#### Selected text
= = = =
Pimping Fictions opens by recalling the scene in Ralph Ellison’s Invisible Man (1952) in which the narrator’s gaze falls upon three zoot-suited hipsters as they stroll across the subway platform. Initially drawn to their fashion, the narrator follows the trio onto a train and becomes increasingly fascinated by the totality of their cool pose. The young men’s precise performance of fecklessness appears to contradict everything the Brotherhood has proclaimed “the race” needs or should wish to achieve. Watching how these self-assured figures conduct themselves in public space—wearing flamboyant clothes, communicating in a flowery jive, and reading comic books—leads the narrator to wonder, From what do they need saving after all? In citing this moment of recognition at the start of Pimping Fictions, Justin Gifford positions his object of study—African American crime literature—as the genre counterpart to Ellison’s zoot-suiters. For if the fictional youth “cause [the narrator] to reflect on his own political arrogance of assuming the role of race leader,” then crime fiction, Gifford contends, has historically served a similar role for African American readers. Since the 1960s, the genre has been uniquely suited to capture “the contradictory relationship between stylish urban outlaws and black struggles for social and political freedom” (2). In other words, in black crime fiction we find the zoot-suiters talking back.
= = = =
#### Material provided
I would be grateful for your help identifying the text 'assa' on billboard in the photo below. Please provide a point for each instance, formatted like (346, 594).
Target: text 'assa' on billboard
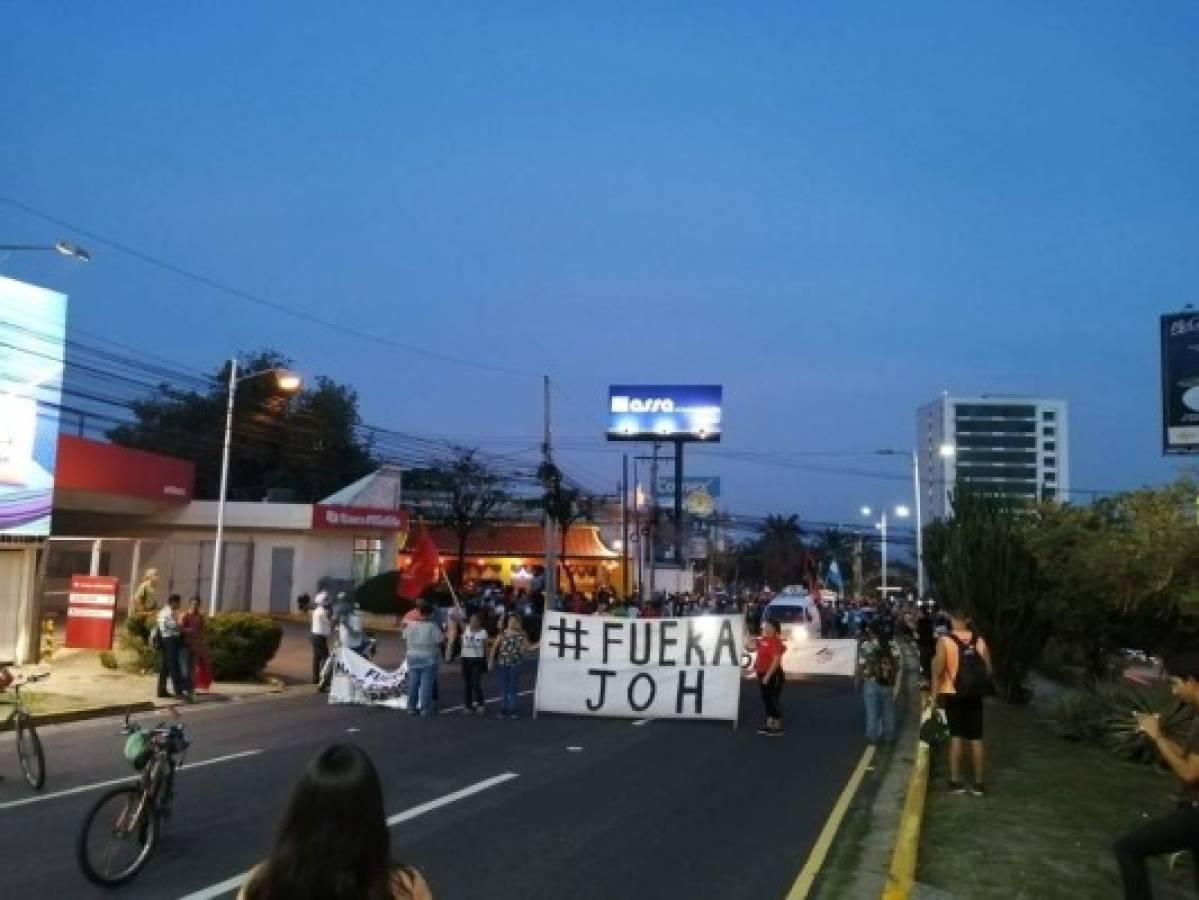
(655, 412)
= = = =
#### Tasks to perform
• 1. In the passage on Pimping Fictions, since when has African American crime fiction been uniquely suited to capture the relationship between stylish urban outlaws and black struggles for freedom?
• 2. Continue the passage on Pimping Fictions from its last sentence.
The lines are separate material, apart from the passage on Pimping Fictions.

#### Written responses
• 1. Since the 1960s.

• 2.
As its rather provocative title suggests, Pimping Fictions throws its lot in with pop-literary icons of urban black working-class culture. Gifford’s study begins with Chester Himes’s Run Man Run (first published in France in 1959, then in the United States in 1966), an overlooked crime novel that falls outside the lauded Harlem detective series featuring Coffin Ed Johnson and Grave Digger Jones. In the concluding chapter, the study surveys so-called “urban” or “street” fiction—paperback books that have in recent years saturated the market for African American literature among black readers. Between these two chapters is the meaty heart of Gifford’s analysis: a four-part explication of the books, authors, and editors associated with the independent, white-owned publisher Holloway House. As the maverick Los Angeles-based company that revolutionized the production and distribution of black pulp fiction in the late 1960s and early 1970s, Holloway House introduced to the world Iceberg Slim, Donald Goines, and a host of lesser-known writers who documented inner-city blight through the hardboiled eyes of the black lumpenproletariat. Pimps, prostitutes, drug dealers, and con men are the protagonists in black pulp fiction, and much like Ellison’s zoot-suiters, Gifford urges us to attend to the political meaning [End Page 207] of their seemingly apolitical existence. The fact that Slim’s and Goines’s novels have been popular sellers for over four decades suggests there is something to that point.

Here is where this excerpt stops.